### Records for this task ###
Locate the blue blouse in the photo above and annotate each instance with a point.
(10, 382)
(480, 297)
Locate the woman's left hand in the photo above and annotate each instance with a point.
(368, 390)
###
Your task is to restate the material above word for word.

Locate the blue blouse in the photo above and annotate each instance with a point.
(10, 382)
(480, 297)
Locate the woman's left hand in the photo above and annotate each instance with a point.
(368, 390)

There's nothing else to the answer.